═══ Data rows

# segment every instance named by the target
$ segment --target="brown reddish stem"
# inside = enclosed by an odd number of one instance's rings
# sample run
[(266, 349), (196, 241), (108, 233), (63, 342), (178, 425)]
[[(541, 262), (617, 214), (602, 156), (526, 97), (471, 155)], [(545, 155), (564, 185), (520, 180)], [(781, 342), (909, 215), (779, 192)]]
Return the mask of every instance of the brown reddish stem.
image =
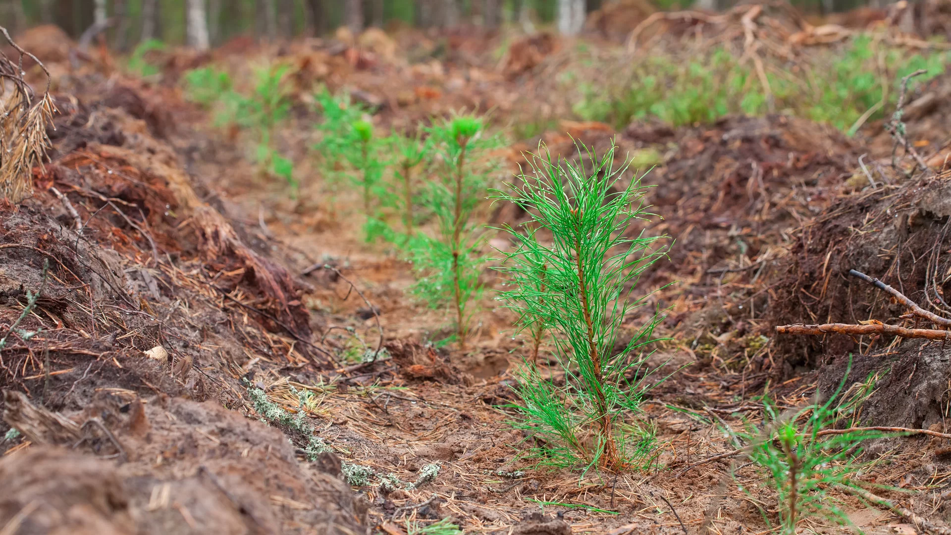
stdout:
[(902, 338), (926, 338), (928, 340), (951, 340), (951, 330), (935, 328), (907, 328), (886, 324), (852, 325), (852, 324), (823, 324), (823, 325), (785, 325), (776, 326), (780, 334), (805, 334), (822, 336), (824, 334), (884, 334), (901, 336)]
[(574, 224), (574, 253), (575, 265), (578, 270), (578, 296), (581, 298), (581, 311), (584, 314), (588, 334), (588, 358), (592, 361), (592, 372), (594, 376), (592, 386), (594, 389), (594, 406), (598, 411), (598, 434), (601, 435), (601, 440), (604, 444), (602, 466), (606, 468), (613, 468), (620, 464), (620, 459), (617, 453), (617, 446), (614, 445), (611, 414), (608, 412), (608, 401), (605, 398), (604, 389), (601, 387), (601, 384), (604, 381), (601, 376), (601, 357), (597, 350), (597, 346), (594, 344), (594, 321), (592, 318), (591, 305), (588, 302), (588, 285), (585, 279), (584, 261), (581, 259), (581, 228), (577, 223), (581, 220), (581, 212), (577, 210), (573, 211), (575, 212), (574, 216), (576, 218)]
[(459, 158), (456, 161), (456, 218), (453, 221), (453, 286), (456, 292), (456, 327), (459, 339), (459, 350), (466, 350), (466, 327), (462, 317), (462, 282), (459, 277), (459, 255), (462, 254), (462, 179), (466, 160), (466, 147), (469, 139), (461, 137), (457, 140), (462, 149)]

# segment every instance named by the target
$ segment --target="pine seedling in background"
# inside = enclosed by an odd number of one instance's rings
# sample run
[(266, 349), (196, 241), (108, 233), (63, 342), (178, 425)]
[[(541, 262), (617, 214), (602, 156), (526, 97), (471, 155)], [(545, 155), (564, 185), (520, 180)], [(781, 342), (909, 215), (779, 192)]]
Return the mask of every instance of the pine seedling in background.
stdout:
[(428, 139), (423, 141), (419, 132), (412, 137), (394, 132), (390, 136), (390, 140), (393, 151), (397, 155), (398, 168), (394, 173), (398, 182), (397, 186), (399, 188), (399, 211), (406, 235), (411, 236), (415, 217), (413, 213), (413, 170), (426, 157), (430, 149), (430, 143)]
[(373, 125), (369, 121), (359, 119), (350, 125), (355, 139), (355, 148), (347, 151), (350, 166), (356, 171), (352, 176), (355, 186), (363, 192), (363, 213), (372, 218), (372, 193), (383, 177), (385, 163), (380, 159), (377, 139), (373, 135)]
[[(623, 184), (627, 165), (613, 168), (613, 148), (600, 159), (586, 155), (593, 168), (553, 161), (546, 150), (533, 158), (520, 186), (508, 185), (495, 197), (530, 214), (522, 229), (505, 228), (516, 246), (498, 269), (514, 284), (499, 297), (523, 325), (541, 321), (551, 327), (566, 374), (565, 386), (557, 386), (526, 366), (515, 386), (524, 405), (513, 406), (520, 413), (513, 424), (547, 444), (532, 452), (543, 464), (645, 467), (653, 461), (652, 433), (626, 418), (641, 412), (650, 374), (635, 382), (625, 374), (646, 362), (662, 317), (654, 314), (620, 351), (614, 345), (628, 314), (648, 304), (650, 294), (634, 290), (644, 269), (664, 256), (658, 243), (664, 237), (628, 236), (651, 215), (645, 188), (636, 176)], [(539, 239), (540, 228), (551, 233), (550, 242)]]
[[(350, 101), (346, 93), (335, 96), (324, 88), (315, 96), (323, 115), (318, 127), (320, 140), (314, 144), (314, 150), (320, 158), (320, 166), (326, 178), (326, 185), (332, 196), (336, 196), (340, 178), (352, 169), (347, 168), (348, 155), (357, 142), (353, 124), (367, 114), (367, 109)], [(331, 212), (336, 203), (330, 203)]]
[(482, 233), (472, 222), (485, 198), (493, 164), (485, 150), (497, 145), (484, 135), (482, 121), (458, 115), (431, 129), (431, 156), (438, 178), (429, 184), (426, 208), (438, 221), (438, 235), (414, 236), (409, 257), (419, 276), (414, 293), (431, 307), (448, 307), (456, 323), (456, 342), (465, 350), (472, 302), (482, 292), (478, 276)]
[[(769, 400), (765, 399), (767, 423), (763, 429), (750, 426), (747, 431), (737, 433), (749, 445), (747, 447), (749, 461), (766, 468), (769, 475), (765, 485), (776, 492), (779, 500), (783, 535), (794, 535), (796, 525), (807, 517), (850, 524), (848, 515), (840, 506), (841, 500), (829, 490), (861, 488), (856, 476), (867, 466), (859, 462), (861, 445), (885, 435), (879, 431), (850, 431), (824, 436), (822, 431), (833, 428), (838, 420), (841, 405), (834, 406), (833, 401), (844, 382), (844, 378), (827, 402), (817, 400), (791, 413), (777, 413)], [(742, 484), (740, 488), (748, 492)], [(769, 524), (766, 513), (762, 509), (761, 512)]]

══════

§ Problem to work on:
Reproduce every one of the lines above without any change, but omit the pictures from your answer.

§ Correct result:
# segment every instance named by the target
$ segment --target="brown reddish stem"
# inside = enclosed by an odd number of one instance's rings
# sample run
[(266, 349), (196, 241), (108, 233), (63, 342), (178, 425)]
[[(541, 262), (617, 214), (602, 156), (526, 97), (471, 155)], [(545, 155), (564, 185), (520, 180)], [(781, 342), (909, 215), (779, 192)]]
Return the mask of every instance of the brown reddish stem.
image =
stdout:
[(902, 338), (926, 338), (928, 340), (951, 340), (951, 330), (935, 328), (907, 328), (886, 324), (852, 325), (852, 324), (823, 324), (823, 325), (785, 325), (776, 326), (780, 334), (805, 334), (822, 336), (824, 334), (884, 334), (901, 336)]
[(574, 224), (574, 253), (575, 265), (578, 270), (578, 296), (581, 298), (581, 311), (584, 314), (588, 334), (588, 358), (592, 361), (592, 372), (594, 376), (592, 386), (594, 389), (594, 406), (598, 411), (598, 434), (601, 435), (601, 440), (604, 444), (602, 466), (606, 468), (613, 468), (620, 464), (620, 459), (617, 453), (617, 446), (614, 445), (611, 414), (608, 412), (608, 401), (605, 398), (604, 389), (601, 387), (601, 384), (604, 381), (601, 376), (601, 357), (597, 350), (597, 346), (594, 344), (594, 321), (592, 318), (591, 305), (588, 302), (588, 285), (585, 279), (584, 261), (581, 259), (581, 228), (577, 223), (581, 220), (581, 212), (577, 210), (573, 211), (575, 212), (574, 216), (576, 218)]
[(459, 158), (456, 161), (456, 218), (453, 221), (453, 286), (456, 292), (456, 327), (459, 339), (459, 350), (466, 350), (466, 327), (462, 317), (462, 282), (459, 277), (459, 255), (462, 254), (462, 179), (466, 160), (466, 147), (469, 139), (461, 137), (457, 140), (462, 149)]

# segment every instance named by the target
$ segment --target="pine seedling in background"
# inside = enclosed by an odd number of one instance's rings
# sample run
[(266, 349), (196, 241), (108, 233), (63, 342), (178, 425)]
[[(541, 262), (617, 214), (602, 156), (526, 97), (471, 155)], [(545, 155), (564, 185), (520, 180)], [(781, 342), (909, 215), (779, 192)]]
Return the mask of every instance of the pine seedling in background.
stdout:
[(428, 139), (423, 141), (419, 132), (412, 137), (394, 132), (390, 136), (390, 140), (393, 151), (397, 155), (398, 168), (394, 173), (398, 182), (397, 186), (399, 188), (399, 211), (406, 235), (411, 236), (415, 217), (413, 213), (413, 170), (426, 157), (430, 149), (430, 143)]
[(373, 125), (369, 121), (359, 119), (350, 125), (355, 139), (355, 148), (347, 151), (350, 166), (356, 171), (352, 176), (355, 186), (363, 192), (363, 213), (372, 218), (372, 193), (383, 177), (385, 163), (380, 159), (377, 139), (373, 135)]
[[(623, 184), (627, 165), (613, 168), (613, 148), (600, 159), (586, 155), (593, 168), (553, 161), (546, 150), (533, 158), (520, 186), (508, 185), (495, 197), (530, 214), (522, 229), (505, 228), (516, 246), (498, 269), (514, 284), (499, 297), (523, 325), (541, 321), (551, 327), (566, 374), (565, 386), (557, 386), (526, 366), (515, 386), (524, 405), (513, 406), (520, 413), (513, 424), (547, 444), (532, 452), (543, 464), (645, 467), (653, 461), (652, 433), (626, 418), (641, 412), (650, 374), (635, 382), (625, 374), (646, 362), (662, 317), (654, 314), (620, 351), (614, 345), (628, 314), (648, 304), (650, 294), (634, 290), (644, 269), (664, 256), (658, 243), (664, 237), (628, 236), (651, 215), (645, 188), (636, 176)], [(539, 239), (540, 228), (551, 233), (550, 242)]]
[[(350, 101), (346, 93), (335, 96), (324, 88), (315, 96), (323, 115), (318, 127), (320, 140), (314, 144), (314, 150), (320, 158), (320, 166), (326, 178), (326, 185), (332, 196), (336, 196), (340, 178), (352, 169), (347, 168), (348, 155), (357, 142), (353, 124), (367, 114), (367, 109)], [(331, 212), (336, 203), (330, 203)]]
[(482, 233), (472, 222), (485, 198), (493, 164), (485, 150), (497, 145), (484, 135), (482, 121), (458, 115), (431, 129), (431, 156), (438, 178), (429, 184), (426, 208), (438, 221), (438, 235), (414, 236), (409, 257), (419, 276), (414, 293), (431, 307), (448, 307), (456, 323), (456, 342), (465, 350), (472, 302), (482, 292), (478, 276)]
[[(769, 400), (765, 399), (767, 423), (763, 429), (750, 426), (747, 431), (737, 433), (749, 445), (747, 447), (749, 461), (766, 468), (769, 475), (765, 485), (776, 492), (779, 500), (783, 535), (794, 535), (796, 525), (807, 517), (850, 524), (848, 515), (840, 506), (841, 500), (829, 490), (861, 488), (856, 476), (867, 466), (859, 462), (861, 445), (885, 435), (879, 431), (850, 431), (824, 436), (822, 431), (833, 428), (838, 420), (841, 405), (834, 406), (833, 401), (844, 382), (844, 378), (827, 402), (817, 400), (791, 413), (777, 413)], [(742, 484), (740, 488), (748, 492)], [(769, 524), (766, 513), (762, 509), (761, 512)]]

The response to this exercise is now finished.